• [Source]:

┌──

Stormzone, with support from Vicious Nature, Rabid Bitch of the North, Donum Dei and Flang
Saturday 5th September – Limelight 1, Belfast
Saturday September 5th, and a mighty storm is approaching Belfast…
No, not up there, silly! To witness this particular storm in all it’s majesty you needed to make your way to the Limelight for the launch of Stormzone‘s latest album Seven Sins.
First up onstage was the recently reformed Flang, who play pleasingly rough ‘n’ ready rock ‘n’ roll with a neat Irish twist in the form of a bodhran. Vocalist Chris Pattison has a ballsy, almost punk rock style hollered delivery, with the band themselves have a sort of bluesy, punky Motorhead vibe. They blast their way through a cruisy yet enthusiastic set, with the bodhran giving their low end a deeper, throatier sound, to which the small crowd responded warmly.
With a squall of electric guitars second band Donum Dei ratchet things up a notch. Always a band that look like they’re having the time of their lives onstage, tonight is no exception as they fire out tracks such as ‘Justice Fails’ and ‘Buried Alive’ to a growing crowd. Despite some sound issues that Flang also suffered from earlier (reverb in the mike, problems hearing each others’ instruments) they still sound razor sharp and are, as ever, a complete pleasure to watch live.
Speaking of which…it’s time for Chordblossom favourites Rabid Bitch of the North. They launch into ‘Your Misery’ and waves of raucous energy immediately begin to emanate from the stage. Drummer Chris Condie leads the charge with his usual precision as they rattle through ‘Defending Two Castles’ and latest single ‘Green Eyes’ as an impressed crowd finally gathers in front of the stage to watch this talented and hard working band give it some serious welly. Although they too struggle with sound issues (Joe’s Mcdonnell’s vocals are a tad too quiet and a repeat of the monitor problems, all seemingly stemming from an inexperienced sound technician) they still manage to kick ass, finishing with their double whammy of ‘Help! I’m Trapped In 1999!’ and ‘Us Against Them’ with Mcdonnell’s ballsy bassline and Gerry Mulholland’s riffs galore, both of which prompt the first singalongs of the evening.
Up next we venture out of Northern Ireland for Birmingham’s Vicious Nature, who play classic rock with a thrashy twist. Formed from the ashes of Marshall Law, Cloven Hoof and Cerebral Fix, the members are all highly experienced musicians and it shows – they are both professional and at ease onstage. Vocalist Andy Pyke is something to behold as he headbangs his way around the stage, singing like a man possessed and hitting every note in his impressive range. They play a blistering set which runs through material through their EP releases, treating the crowd to tracks such as ‘Salvation’, ‘Breathless’ and ‘Draggin’ Us Under’, and wrap up with anthemic number ‘Fight For Your Life’, which sees Pyke at the barrier trading headbangs with a certain Mr Traynor. A great set (despite the by now predictable sound issues).

└──

• [Information supplied]:
┌──

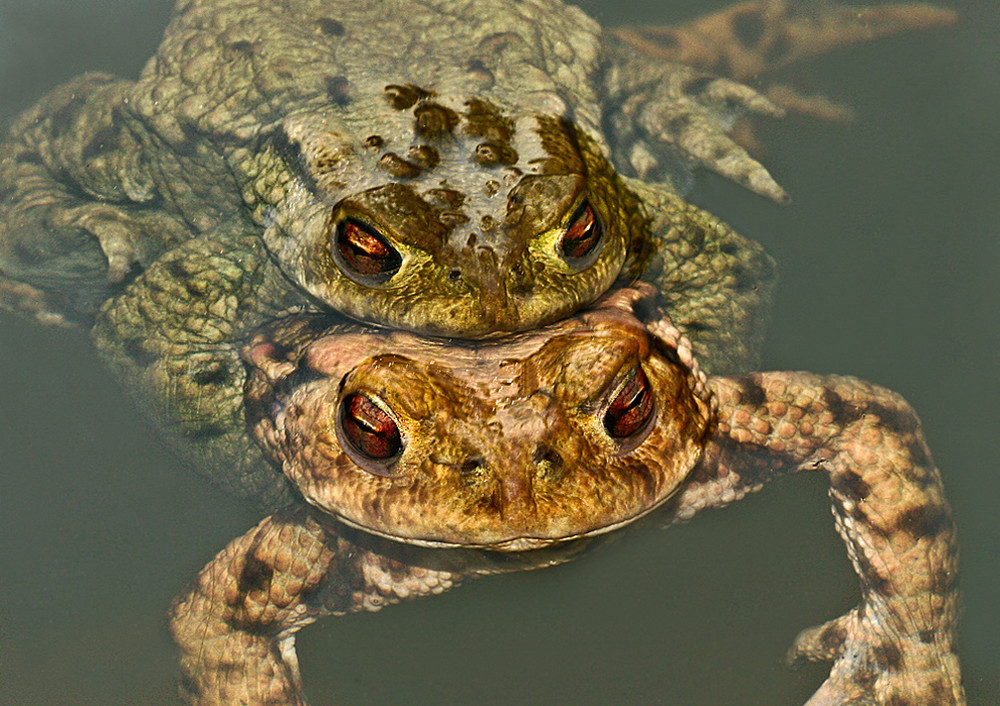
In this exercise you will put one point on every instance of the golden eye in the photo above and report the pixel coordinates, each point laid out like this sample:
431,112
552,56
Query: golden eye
370,430
583,237
631,408
363,253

└──

• [Instructions]:
1. Answer these questions about the concert review:
(a) Which instrument gives Flang its Irish twist?
(b) Who is the drummer of Rabid Bitch of the North?
(c) Which city is Vicious Nature from?
2. Edit the records by changing every "golden eye" to "yellow eye", keeping everything else the same, and omit the pictures from your answer.

• [List of solutions]:
1.
(a) A bodhran.
(b) Chris Condie.
(c) Birmingham.

2.
In this exercise you will put one point on every instance of the yellow eye in the photo above and report the pixel coordinates, each point laid out like this sample:
431,112
552,56
Query: yellow eye
370,430
583,237
631,408
363,253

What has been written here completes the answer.